*** Opening of Exercise input ***

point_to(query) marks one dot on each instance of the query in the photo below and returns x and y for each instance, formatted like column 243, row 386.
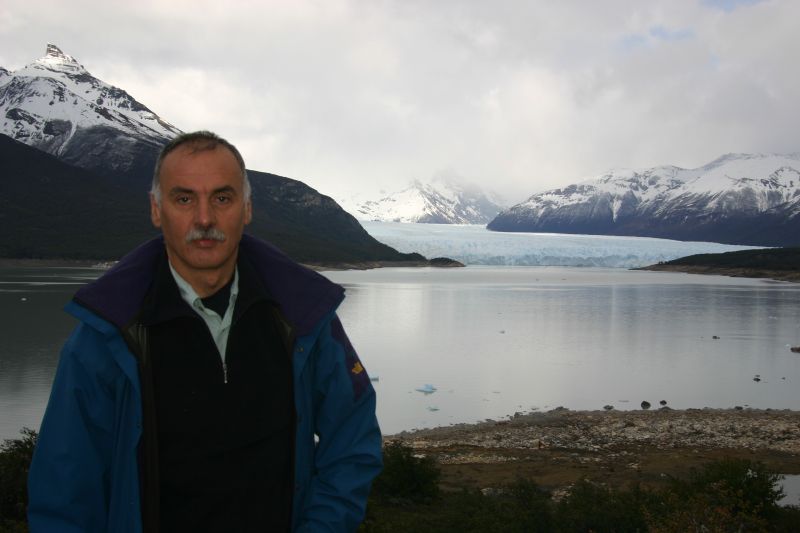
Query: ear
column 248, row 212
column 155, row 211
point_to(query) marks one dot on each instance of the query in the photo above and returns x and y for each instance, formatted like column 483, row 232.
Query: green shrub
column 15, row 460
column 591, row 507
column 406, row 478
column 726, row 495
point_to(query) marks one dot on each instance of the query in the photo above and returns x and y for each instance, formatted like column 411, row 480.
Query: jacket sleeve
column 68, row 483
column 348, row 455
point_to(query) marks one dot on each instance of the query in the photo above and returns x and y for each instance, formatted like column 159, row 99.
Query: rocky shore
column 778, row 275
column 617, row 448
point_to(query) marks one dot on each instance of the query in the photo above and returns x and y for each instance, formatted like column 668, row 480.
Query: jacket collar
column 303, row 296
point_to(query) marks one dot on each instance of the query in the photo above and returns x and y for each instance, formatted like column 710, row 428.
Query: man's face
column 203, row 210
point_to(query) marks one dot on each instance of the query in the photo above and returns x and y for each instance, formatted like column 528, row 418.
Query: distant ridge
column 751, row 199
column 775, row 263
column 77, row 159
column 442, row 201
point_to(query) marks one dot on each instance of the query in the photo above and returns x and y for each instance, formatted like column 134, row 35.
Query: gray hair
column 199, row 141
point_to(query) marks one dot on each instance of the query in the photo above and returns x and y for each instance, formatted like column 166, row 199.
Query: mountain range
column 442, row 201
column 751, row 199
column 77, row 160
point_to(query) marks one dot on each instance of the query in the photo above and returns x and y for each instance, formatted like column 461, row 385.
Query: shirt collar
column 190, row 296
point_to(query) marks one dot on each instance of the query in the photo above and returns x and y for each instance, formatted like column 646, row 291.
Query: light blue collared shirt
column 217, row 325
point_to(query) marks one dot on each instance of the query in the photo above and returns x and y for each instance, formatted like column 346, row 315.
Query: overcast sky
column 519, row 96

*** Close of Exercise input ***
*** Opening of Exercise input ***

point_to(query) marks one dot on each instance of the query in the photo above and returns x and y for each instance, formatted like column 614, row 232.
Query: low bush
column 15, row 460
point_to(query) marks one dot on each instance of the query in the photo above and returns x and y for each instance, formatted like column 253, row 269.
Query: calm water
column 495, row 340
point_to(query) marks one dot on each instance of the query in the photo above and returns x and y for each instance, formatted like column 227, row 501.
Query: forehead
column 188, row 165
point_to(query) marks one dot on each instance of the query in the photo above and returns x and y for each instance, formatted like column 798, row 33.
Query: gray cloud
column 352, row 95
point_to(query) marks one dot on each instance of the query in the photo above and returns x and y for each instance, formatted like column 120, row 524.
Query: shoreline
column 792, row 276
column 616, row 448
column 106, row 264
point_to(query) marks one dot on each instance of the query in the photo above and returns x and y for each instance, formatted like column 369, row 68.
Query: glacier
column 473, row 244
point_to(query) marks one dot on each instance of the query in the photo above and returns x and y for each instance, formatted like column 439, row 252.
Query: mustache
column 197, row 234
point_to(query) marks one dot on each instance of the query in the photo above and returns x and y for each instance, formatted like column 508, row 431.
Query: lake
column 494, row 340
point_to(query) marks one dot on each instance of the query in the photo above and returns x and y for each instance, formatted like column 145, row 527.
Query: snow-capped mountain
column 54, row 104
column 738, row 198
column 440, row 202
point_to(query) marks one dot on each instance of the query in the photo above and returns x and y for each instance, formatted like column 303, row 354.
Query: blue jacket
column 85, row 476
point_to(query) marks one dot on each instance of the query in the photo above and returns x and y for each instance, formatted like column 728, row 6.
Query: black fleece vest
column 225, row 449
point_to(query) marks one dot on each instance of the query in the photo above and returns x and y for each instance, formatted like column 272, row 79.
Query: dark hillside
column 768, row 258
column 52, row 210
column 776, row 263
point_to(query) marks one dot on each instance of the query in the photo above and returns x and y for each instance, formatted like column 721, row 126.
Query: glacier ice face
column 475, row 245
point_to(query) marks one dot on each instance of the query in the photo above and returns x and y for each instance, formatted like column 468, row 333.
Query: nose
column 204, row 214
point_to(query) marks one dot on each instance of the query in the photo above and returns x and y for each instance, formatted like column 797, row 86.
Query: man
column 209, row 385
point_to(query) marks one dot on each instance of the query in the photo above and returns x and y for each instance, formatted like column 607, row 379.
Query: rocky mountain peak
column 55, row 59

*** Close of Exercise input ***
*** Opening of Exercise input ***

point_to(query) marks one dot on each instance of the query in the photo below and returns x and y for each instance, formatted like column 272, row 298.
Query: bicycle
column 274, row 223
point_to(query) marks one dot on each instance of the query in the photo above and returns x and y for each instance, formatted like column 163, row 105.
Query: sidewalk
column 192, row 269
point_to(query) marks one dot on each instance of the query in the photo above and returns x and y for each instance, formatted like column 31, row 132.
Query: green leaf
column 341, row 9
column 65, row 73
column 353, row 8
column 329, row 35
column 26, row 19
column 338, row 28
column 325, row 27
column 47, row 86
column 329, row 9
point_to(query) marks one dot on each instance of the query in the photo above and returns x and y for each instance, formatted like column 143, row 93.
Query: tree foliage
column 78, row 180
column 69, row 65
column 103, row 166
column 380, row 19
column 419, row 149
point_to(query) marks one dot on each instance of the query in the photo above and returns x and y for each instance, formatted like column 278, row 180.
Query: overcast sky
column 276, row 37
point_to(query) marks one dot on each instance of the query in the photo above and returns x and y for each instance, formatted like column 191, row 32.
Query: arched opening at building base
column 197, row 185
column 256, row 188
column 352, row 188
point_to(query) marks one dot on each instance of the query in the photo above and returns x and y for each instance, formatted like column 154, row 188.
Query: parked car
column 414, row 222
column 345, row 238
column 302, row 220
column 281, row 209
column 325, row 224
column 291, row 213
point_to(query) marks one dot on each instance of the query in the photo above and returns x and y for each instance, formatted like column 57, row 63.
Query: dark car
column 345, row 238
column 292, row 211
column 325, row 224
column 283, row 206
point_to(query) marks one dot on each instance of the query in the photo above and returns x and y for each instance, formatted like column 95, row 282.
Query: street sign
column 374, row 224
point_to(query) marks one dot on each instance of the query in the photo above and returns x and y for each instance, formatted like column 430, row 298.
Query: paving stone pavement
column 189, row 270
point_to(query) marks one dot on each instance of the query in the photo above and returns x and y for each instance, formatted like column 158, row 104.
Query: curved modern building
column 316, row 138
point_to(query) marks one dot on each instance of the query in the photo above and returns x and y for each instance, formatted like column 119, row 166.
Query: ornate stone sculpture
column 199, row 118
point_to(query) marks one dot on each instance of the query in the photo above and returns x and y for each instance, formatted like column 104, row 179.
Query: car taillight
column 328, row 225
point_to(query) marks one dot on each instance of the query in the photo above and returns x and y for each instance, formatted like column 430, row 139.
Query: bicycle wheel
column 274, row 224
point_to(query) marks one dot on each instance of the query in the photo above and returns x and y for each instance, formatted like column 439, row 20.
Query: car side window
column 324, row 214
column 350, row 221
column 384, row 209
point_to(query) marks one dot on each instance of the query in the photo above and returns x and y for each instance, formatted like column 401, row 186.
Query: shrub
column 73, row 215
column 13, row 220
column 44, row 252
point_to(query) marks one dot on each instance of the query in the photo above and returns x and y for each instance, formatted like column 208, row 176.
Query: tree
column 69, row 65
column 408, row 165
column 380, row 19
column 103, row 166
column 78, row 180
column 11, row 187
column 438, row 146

*** Close of Exercise input ***

- [Required action]: Write out only the lines that run from the line containing "468, row 333." through the line containing "797, row 86.", both included, exactly as they appear above.

- [Output for this task]:
point_to(query) marks one dot on each instance of the query in the photo above and returns x and y for each instance, formatted like column 468, row 333.
Query: nose
column 204, row 214
point_to(query) marks one dot on each instance of the query in the photo above and returns x and y for each instance, formatted like column 797, row 86.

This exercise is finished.